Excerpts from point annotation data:
— start —

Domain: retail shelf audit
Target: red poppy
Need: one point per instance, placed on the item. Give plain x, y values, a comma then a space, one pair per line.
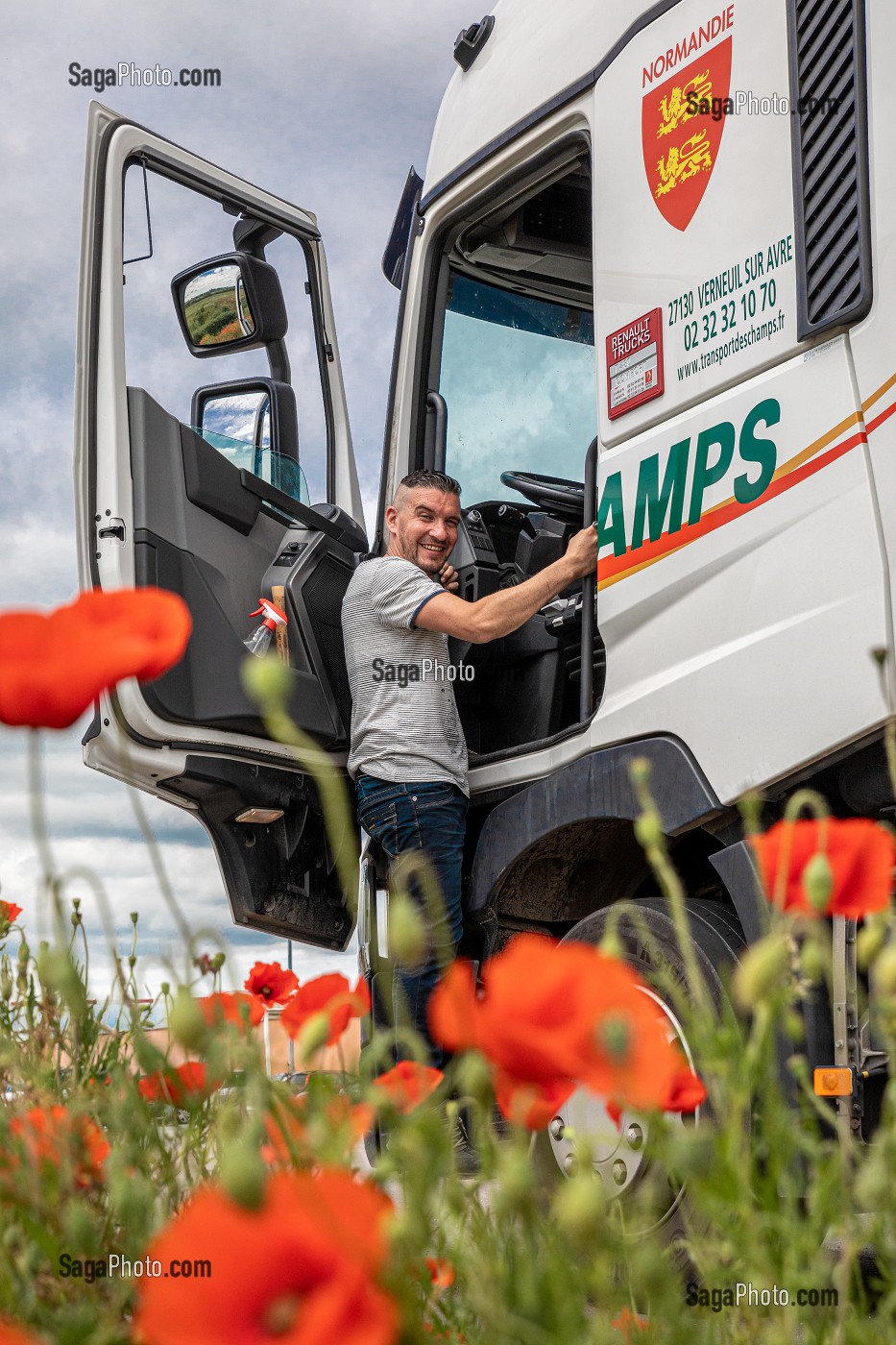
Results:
288, 1138
627, 1321
298, 1271
687, 1091
861, 856
54, 1136
238, 1009
530, 1105
180, 1087
328, 994
406, 1085
54, 665
271, 984
554, 1015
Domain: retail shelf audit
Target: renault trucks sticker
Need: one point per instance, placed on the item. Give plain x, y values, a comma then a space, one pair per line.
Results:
635, 363
678, 140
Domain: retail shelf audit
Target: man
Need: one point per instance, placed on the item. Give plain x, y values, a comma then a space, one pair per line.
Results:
408, 752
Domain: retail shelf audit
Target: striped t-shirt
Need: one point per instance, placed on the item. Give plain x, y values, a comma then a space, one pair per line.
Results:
403, 719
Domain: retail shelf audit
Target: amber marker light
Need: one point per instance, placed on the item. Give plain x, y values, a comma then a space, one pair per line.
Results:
833, 1083
258, 816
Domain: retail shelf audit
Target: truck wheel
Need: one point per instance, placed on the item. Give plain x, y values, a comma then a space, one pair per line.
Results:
621, 1157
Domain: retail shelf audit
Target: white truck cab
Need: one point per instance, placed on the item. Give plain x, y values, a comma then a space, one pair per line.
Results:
647, 279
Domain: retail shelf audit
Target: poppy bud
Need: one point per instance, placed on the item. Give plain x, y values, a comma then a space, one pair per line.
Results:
763, 970
186, 1022
265, 679
244, 1174
132, 1196
78, 1224
312, 1036
580, 1208
614, 1036
473, 1075
648, 830
818, 883
516, 1183
408, 941
611, 945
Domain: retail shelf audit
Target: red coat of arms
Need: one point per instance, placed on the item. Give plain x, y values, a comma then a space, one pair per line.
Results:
681, 127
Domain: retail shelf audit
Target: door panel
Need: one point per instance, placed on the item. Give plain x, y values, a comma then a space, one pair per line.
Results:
159, 504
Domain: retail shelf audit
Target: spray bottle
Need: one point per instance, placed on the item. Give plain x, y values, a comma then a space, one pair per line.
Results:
274, 616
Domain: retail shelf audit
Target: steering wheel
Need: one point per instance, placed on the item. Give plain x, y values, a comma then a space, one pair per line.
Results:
553, 494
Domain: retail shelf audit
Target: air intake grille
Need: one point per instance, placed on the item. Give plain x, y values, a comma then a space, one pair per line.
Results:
831, 161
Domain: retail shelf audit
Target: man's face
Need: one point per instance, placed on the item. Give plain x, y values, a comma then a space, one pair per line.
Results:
423, 526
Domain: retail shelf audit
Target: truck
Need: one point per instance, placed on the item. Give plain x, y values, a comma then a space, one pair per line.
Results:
654, 251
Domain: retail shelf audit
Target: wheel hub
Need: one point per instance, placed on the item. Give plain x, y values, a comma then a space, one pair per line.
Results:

— end —

▶ **Direction**: Report every line in the listing above that contains the word "wheel", copying each one in full.

▶ **Exercise result**:
Target: truck wheel
Target: steering wheel
Target: wheel hub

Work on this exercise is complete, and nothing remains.